Reproduce the entries below exactly, but only from the line containing "143, row 165." to the line containing "0, row 144.", inclusive.
**** Given entries
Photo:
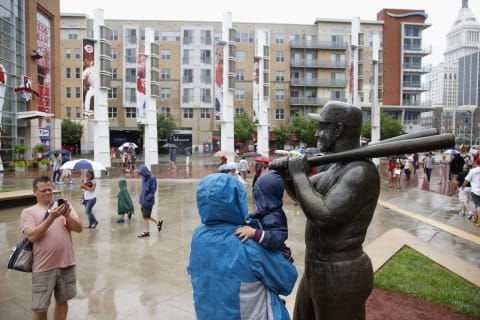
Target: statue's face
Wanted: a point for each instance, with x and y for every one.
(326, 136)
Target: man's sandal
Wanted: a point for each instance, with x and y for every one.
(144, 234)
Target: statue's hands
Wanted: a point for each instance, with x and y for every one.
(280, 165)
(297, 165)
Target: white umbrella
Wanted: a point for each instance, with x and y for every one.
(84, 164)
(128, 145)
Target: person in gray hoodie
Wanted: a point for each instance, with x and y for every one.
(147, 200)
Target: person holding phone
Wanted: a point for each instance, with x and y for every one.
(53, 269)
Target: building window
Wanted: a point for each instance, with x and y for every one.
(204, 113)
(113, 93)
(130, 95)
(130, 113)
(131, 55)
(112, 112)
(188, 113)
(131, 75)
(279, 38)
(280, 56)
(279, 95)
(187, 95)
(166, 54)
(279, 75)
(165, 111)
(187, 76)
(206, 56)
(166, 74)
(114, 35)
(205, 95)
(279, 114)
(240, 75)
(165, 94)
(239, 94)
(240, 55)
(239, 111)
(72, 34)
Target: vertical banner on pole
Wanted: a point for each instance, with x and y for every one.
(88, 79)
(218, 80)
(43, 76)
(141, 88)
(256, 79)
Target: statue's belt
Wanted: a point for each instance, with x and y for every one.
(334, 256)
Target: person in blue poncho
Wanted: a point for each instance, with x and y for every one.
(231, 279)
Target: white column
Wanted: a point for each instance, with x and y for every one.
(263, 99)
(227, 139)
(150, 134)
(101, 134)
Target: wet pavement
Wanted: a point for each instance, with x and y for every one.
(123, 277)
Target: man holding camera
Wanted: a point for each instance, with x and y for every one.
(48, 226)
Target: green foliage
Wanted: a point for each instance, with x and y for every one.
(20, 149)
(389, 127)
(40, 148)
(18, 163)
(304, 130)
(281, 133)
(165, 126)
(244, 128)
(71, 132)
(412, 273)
********
**** Given entries
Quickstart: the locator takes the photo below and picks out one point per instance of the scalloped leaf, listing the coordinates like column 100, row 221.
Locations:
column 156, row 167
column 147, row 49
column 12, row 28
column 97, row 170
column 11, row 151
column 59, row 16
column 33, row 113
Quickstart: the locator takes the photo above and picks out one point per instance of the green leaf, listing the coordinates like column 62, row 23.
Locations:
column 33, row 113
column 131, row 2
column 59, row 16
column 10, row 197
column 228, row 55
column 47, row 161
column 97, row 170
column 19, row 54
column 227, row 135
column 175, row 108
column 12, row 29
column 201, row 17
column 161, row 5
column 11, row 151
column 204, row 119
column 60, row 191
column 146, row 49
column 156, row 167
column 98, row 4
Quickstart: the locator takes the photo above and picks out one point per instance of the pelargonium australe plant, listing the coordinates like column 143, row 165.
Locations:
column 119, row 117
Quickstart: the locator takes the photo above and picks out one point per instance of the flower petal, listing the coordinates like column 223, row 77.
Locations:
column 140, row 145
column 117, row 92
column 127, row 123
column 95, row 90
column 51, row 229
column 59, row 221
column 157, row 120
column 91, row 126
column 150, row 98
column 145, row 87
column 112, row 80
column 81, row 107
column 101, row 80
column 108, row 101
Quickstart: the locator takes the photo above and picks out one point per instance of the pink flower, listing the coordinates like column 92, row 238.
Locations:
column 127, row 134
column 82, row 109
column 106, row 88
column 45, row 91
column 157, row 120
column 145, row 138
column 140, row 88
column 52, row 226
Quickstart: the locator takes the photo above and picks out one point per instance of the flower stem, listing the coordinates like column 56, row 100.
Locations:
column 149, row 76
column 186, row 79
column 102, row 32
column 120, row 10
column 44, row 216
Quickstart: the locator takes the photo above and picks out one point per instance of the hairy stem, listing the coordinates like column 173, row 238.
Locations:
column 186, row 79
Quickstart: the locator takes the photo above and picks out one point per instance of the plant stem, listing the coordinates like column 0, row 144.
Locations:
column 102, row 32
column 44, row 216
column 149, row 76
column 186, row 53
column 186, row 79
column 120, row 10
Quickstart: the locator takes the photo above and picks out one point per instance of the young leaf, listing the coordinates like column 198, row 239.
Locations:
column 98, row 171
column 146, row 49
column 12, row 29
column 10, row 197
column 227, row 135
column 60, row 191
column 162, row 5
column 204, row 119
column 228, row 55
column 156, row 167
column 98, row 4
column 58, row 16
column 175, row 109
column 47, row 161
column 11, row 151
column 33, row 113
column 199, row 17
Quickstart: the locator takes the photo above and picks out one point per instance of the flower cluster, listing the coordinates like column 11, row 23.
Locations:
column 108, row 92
********
**** Given entries
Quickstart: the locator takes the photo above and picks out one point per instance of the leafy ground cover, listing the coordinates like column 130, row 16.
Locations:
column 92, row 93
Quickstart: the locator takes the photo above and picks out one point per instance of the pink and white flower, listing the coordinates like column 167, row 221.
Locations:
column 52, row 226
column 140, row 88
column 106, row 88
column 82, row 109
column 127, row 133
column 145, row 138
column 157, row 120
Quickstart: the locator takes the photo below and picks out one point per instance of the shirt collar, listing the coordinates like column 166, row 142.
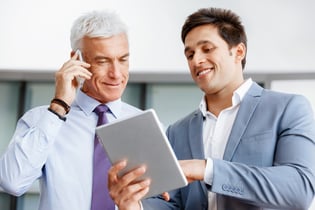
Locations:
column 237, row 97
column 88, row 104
********
*Answer box*
Quickstart: the locator takes the photo above and picks out one point per instance of the pelargonium australe plant, listing the coordinates like column 143, row 165.
Locations:
column 119, row 117
Quickstart: the locator takes the photo above and picks out one point per instance of the flower petal, listing the coordinates like column 223, row 77.
Locations:
column 140, row 145
column 117, row 92
column 127, row 123
column 95, row 90
column 51, row 229
column 59, row 221
column 157, row 120
column 91, row 126
column 150, row 98
column 145, row 87
column 112, row 80
column 81, row 107
column 101, row 80
column 108, row 101
Quickstart: the locator takes the photo above and picks out one point per instance of the pink flower, listing the coordinates like column 92, row 238.
Locations:
column 127, row 134
column 82, row 109
column 106, row 88
column 45, row 91
column 157, row 120
column 145, row 138
column 140, row 88
column 52, row 226
Quickstart: the locator takes the photo above and picks out one point per instance of the flower stem, listing the coordinates like column 56, row 100.
Locations:
column 149, row 76
column 186, row 79
column 102, row 32
column 120, row 10
column 44, row 216
Quickstart: the locator takes the photo above and picks out one point per instance of the hairy stem, listing the coordinates like column 173, row 238.
Locations:
column 186, row 79
Quickstart: the locator takes the photo above and picks out one point per instance of the plant stem, listing the coordinates like column 0, row 144.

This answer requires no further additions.